■ **Excerpted passage**:
▼

WASHINGTON, July 1—National nonresidential construction spending declined 0.9% in May, according to an Associated Builders and Contractors analysis of data published today by the U.S. Census Bureau. On a seasonally adjusted annualized basis, spending totaled $812.5 billion for the month. Private nonresidential spending declined 2.4% in May and public nonresidential construction spending increased 1.2%.
“Certain aspects of today’s data release are precisely what was anticipated, while other elements are rather surprising,” said ABC Chief Economist Anirban Basu. “For instance, the precipitous 5.3% decline in health care-related construction spending is hardly shocking, as many elective surgeries, dental appointments and wellness checkups were postponed, resulting in billions of dollars of losses among medical systems. In addition, many medical systems have experienced large-scale layoffs in an effort to preserve cash balances.
“Other segments negatively affected include lodging, manufacturing and power, which was expected,” said Basu. “A general lack of travel and occupancy has slowed hotel construction. A shrunken global economy and disrupted worldwide supply chains have pummeled industrial construction. And the energy sector has taken a hit from commodity prices that remain significantly lower than pre-crisis levels, truncating demand for new construction.
“What is surprising is the overall stability of construction spending,” said Basu. “In May, nonresidential construction spending declined by less than 1%, which represents a level of stability not enjoyed by much of the balance of the economy. Spending in a number of categories, mostly public, was higher for the month, including highway/street, public safety, transportation and water supply. Moreover, certain construction segments may experience rapid recovery going forward, including health care, manufacturing and power. For now, construction spending data and ABC’s Construction Backlog Indicator, which stood at 7.9 months in May, show that the industry has managed to remain a bulwark of relative stability in the face of ongoing pandemic-induced economic dislocations.”

▲

■ **Exercise objective**: According to the construction spending report, by what percentage did private nonresidential spending decline in May? The saved entries that follow are unrelated material, separate from the construction spending report.

■ **Saved entries**:
▼

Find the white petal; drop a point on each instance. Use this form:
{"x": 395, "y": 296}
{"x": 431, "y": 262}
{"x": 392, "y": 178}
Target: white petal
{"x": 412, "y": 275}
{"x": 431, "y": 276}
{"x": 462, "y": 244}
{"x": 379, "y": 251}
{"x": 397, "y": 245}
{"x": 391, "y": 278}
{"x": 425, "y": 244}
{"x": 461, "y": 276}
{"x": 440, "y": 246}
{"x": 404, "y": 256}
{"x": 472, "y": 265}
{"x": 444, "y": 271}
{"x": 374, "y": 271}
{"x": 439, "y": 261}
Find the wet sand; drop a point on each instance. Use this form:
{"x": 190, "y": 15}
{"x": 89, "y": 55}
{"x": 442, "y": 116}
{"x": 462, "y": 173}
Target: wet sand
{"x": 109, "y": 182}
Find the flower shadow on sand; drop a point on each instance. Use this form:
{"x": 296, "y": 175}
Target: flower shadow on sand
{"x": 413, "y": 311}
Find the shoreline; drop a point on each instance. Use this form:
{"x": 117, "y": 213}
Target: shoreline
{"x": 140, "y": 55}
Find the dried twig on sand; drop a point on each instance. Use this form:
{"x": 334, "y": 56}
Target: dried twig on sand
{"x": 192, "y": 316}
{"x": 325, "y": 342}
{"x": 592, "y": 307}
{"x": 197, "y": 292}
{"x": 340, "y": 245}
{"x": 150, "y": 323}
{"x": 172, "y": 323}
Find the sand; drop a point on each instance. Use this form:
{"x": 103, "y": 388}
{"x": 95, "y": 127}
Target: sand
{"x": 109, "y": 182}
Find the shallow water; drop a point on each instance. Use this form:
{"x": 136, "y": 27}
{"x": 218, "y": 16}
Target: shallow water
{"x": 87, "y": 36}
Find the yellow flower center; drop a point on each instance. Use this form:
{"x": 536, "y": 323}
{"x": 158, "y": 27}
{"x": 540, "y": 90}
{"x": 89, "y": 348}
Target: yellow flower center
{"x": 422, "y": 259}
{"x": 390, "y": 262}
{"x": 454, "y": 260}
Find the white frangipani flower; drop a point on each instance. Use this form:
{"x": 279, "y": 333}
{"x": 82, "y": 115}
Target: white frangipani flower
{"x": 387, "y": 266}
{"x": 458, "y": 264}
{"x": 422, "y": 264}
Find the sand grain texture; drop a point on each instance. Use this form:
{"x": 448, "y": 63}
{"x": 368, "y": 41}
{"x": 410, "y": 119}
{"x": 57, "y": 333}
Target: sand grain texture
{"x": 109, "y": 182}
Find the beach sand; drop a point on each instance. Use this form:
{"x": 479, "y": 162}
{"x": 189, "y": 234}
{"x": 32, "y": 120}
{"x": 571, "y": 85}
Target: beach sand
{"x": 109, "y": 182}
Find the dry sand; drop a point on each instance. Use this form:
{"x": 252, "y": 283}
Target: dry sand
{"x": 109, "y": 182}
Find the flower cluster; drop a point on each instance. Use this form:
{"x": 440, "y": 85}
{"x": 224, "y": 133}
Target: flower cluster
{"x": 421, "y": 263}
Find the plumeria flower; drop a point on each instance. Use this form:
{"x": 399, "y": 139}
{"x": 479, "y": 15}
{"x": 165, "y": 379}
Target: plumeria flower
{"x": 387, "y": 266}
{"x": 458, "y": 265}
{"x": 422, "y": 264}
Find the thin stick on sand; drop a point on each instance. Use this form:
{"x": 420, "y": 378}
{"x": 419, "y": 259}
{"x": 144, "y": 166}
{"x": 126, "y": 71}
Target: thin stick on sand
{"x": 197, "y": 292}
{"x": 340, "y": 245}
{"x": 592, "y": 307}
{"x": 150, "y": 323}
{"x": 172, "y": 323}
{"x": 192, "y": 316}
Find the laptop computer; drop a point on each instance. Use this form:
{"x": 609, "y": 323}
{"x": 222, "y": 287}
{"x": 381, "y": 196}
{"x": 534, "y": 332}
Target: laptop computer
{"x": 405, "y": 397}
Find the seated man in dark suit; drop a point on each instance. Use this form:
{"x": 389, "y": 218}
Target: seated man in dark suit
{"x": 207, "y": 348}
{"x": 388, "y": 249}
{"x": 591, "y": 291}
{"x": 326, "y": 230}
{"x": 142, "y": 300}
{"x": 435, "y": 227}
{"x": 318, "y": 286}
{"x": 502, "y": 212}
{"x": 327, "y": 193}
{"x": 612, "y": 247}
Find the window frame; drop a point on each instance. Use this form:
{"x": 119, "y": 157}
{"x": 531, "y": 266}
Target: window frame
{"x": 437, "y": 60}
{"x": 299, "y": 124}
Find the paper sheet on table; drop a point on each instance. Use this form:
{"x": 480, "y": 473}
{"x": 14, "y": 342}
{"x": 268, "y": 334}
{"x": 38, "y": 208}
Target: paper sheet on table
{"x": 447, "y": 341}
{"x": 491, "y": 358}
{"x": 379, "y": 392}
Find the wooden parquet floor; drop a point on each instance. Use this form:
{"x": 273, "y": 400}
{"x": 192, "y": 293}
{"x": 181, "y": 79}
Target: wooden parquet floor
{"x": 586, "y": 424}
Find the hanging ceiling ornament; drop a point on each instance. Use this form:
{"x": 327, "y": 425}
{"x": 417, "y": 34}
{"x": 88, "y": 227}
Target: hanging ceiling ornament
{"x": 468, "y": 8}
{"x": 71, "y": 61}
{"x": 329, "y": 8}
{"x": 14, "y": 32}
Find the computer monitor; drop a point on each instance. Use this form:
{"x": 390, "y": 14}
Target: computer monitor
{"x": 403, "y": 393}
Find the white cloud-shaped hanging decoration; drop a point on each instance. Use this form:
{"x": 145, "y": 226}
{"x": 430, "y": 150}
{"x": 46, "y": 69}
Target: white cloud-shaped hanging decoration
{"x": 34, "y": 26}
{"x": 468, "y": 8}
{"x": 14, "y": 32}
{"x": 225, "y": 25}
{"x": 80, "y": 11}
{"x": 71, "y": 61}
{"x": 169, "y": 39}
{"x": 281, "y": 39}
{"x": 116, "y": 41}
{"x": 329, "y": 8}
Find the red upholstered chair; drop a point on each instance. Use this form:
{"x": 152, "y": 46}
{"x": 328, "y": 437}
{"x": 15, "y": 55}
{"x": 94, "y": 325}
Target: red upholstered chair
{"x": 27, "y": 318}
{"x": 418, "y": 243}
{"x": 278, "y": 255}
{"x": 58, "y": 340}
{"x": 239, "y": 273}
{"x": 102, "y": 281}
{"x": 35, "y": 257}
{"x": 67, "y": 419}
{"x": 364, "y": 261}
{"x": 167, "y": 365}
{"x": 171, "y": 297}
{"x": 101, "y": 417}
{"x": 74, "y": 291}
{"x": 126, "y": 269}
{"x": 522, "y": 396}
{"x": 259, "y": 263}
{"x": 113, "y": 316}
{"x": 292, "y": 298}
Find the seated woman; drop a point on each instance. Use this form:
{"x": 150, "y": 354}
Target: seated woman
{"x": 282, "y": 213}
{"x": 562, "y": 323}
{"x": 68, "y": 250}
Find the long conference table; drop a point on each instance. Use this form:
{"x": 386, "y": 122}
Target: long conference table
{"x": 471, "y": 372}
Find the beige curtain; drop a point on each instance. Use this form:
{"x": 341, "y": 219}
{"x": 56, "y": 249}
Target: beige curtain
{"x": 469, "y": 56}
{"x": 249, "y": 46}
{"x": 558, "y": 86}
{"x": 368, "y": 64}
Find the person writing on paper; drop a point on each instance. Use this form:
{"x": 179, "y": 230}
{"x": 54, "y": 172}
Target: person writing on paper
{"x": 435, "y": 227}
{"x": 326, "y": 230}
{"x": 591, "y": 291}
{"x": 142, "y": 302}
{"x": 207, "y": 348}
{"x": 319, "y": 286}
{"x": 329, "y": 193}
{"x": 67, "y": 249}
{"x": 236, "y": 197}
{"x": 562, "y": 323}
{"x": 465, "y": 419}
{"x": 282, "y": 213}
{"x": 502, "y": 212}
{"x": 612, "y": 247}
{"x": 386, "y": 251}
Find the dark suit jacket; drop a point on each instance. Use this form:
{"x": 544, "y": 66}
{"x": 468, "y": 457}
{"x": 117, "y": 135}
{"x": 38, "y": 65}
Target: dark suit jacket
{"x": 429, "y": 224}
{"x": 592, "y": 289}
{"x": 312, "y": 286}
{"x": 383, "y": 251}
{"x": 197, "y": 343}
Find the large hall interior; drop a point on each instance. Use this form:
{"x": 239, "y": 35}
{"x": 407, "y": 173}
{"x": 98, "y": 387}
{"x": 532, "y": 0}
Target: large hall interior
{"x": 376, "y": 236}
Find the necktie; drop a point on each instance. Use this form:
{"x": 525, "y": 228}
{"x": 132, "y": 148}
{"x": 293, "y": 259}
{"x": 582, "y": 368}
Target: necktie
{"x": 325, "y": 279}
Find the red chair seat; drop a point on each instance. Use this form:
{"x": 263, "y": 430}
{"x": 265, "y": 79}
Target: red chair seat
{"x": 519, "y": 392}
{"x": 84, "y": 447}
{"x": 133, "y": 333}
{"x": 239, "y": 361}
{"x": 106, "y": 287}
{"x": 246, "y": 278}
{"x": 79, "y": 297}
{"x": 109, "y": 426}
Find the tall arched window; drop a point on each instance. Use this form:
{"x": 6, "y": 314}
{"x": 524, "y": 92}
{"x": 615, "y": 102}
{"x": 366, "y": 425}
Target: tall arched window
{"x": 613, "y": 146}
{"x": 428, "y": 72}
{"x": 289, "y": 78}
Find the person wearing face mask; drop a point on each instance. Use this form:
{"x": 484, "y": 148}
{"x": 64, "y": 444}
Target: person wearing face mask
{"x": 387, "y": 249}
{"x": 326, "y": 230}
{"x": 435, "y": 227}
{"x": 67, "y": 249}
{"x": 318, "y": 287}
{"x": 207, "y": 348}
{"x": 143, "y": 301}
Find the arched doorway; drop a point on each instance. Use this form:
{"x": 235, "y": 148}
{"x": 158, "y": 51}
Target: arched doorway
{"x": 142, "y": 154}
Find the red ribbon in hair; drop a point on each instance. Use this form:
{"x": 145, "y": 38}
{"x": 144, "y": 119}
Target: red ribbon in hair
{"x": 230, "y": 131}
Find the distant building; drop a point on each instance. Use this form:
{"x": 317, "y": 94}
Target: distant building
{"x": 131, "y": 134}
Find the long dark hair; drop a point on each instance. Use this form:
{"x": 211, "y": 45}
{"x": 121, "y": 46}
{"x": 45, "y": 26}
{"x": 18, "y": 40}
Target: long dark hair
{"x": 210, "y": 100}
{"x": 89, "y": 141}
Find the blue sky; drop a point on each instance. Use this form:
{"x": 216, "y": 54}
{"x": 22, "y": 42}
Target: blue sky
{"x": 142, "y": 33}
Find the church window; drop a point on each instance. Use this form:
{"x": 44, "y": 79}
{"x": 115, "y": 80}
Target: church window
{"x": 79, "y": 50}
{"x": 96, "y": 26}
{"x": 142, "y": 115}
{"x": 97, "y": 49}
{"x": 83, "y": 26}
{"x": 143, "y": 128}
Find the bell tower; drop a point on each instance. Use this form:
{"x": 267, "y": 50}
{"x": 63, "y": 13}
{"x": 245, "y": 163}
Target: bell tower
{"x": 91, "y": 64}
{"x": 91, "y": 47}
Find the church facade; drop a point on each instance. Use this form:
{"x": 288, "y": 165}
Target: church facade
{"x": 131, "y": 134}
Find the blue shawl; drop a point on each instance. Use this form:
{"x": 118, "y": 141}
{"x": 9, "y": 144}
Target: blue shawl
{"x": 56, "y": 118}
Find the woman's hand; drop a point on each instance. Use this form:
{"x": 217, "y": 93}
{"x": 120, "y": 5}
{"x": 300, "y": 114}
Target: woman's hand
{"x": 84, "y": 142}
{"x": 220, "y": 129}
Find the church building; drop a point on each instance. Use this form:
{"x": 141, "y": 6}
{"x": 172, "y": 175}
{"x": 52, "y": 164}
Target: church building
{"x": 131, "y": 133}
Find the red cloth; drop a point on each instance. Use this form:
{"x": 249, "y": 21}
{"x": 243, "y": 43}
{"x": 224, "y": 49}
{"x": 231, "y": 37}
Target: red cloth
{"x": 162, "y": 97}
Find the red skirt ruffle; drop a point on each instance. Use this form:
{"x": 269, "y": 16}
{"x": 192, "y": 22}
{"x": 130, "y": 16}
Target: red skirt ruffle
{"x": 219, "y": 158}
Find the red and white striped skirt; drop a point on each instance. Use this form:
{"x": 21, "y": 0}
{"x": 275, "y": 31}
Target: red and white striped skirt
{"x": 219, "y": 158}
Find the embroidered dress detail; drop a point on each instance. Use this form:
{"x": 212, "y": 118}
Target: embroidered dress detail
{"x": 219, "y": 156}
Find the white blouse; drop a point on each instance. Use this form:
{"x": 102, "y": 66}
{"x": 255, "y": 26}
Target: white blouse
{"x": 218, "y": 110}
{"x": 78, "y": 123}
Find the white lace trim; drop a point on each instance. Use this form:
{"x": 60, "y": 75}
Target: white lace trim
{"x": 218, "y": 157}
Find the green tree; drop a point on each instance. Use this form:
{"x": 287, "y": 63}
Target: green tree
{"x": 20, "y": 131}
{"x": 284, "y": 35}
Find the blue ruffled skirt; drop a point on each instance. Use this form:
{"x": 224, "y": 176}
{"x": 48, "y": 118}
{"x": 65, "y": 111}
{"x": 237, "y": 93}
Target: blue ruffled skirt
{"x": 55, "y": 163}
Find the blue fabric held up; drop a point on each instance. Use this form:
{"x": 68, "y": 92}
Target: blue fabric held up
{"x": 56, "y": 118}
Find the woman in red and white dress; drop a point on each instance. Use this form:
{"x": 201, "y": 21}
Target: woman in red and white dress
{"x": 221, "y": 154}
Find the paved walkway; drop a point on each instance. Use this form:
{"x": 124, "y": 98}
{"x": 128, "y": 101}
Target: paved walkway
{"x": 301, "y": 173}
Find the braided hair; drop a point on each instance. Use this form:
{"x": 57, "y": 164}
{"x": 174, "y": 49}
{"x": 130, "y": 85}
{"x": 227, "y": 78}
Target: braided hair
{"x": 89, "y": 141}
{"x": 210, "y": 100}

▲

■ **Result for this task**: 2.4%